| WRITTEN EXERCISE |
From the items below, pull out every line that contains the word "mound", with the case matched exactly.

| MATERIAL SHOWN |
━━━━━━━━━━━━━━━━━━━━━━━━━━━━━━
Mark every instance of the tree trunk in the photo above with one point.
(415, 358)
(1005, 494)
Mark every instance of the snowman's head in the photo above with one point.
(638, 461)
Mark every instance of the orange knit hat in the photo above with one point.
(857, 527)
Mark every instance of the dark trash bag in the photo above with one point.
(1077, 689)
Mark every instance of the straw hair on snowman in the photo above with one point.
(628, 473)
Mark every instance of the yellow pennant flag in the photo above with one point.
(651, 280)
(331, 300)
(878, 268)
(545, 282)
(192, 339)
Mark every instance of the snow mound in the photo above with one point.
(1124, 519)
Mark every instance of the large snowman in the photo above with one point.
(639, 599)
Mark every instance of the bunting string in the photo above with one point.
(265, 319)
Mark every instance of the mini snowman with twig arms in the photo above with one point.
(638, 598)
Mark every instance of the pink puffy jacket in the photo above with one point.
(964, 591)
━━━━━━━━━━━━━━━━━━━━━━━━━━━━━━
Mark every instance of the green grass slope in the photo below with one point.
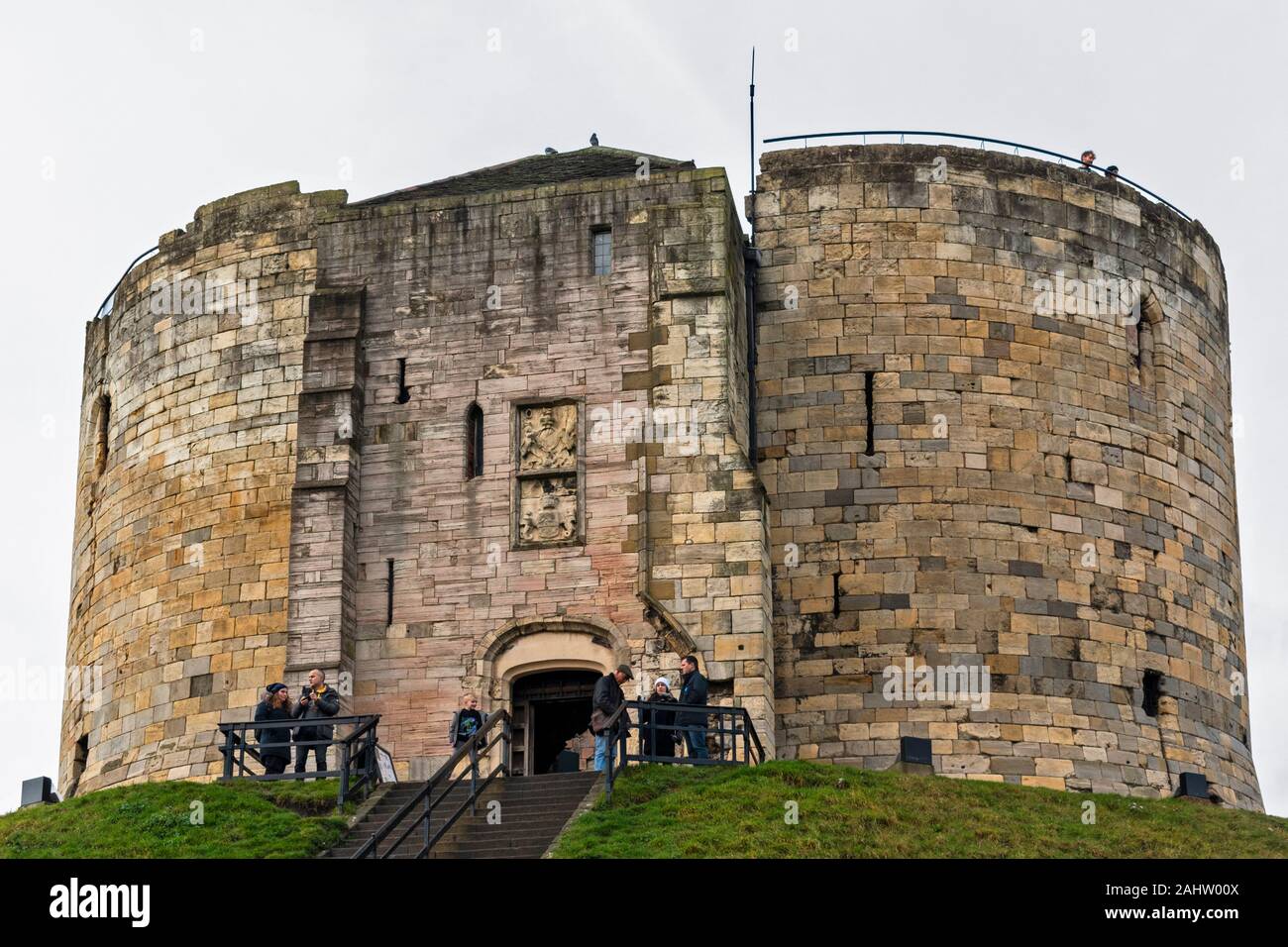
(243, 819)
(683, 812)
━━━━━━━━━━━━━━━━━━━━━━━━━━━━━━
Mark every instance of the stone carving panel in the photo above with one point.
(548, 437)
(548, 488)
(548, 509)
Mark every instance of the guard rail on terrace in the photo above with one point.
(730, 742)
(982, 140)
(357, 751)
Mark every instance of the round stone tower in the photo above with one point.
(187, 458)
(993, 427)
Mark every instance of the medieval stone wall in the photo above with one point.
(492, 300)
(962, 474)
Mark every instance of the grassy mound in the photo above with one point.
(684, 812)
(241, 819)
━━━━━━━━━━━━━━━━━━━━━━━━━━━━━━
| SOLVED PROBLEM |
Mark every instance of the snow mound in the photo above with one point.
Mark every instance of the grassy mound in the photo above with one point.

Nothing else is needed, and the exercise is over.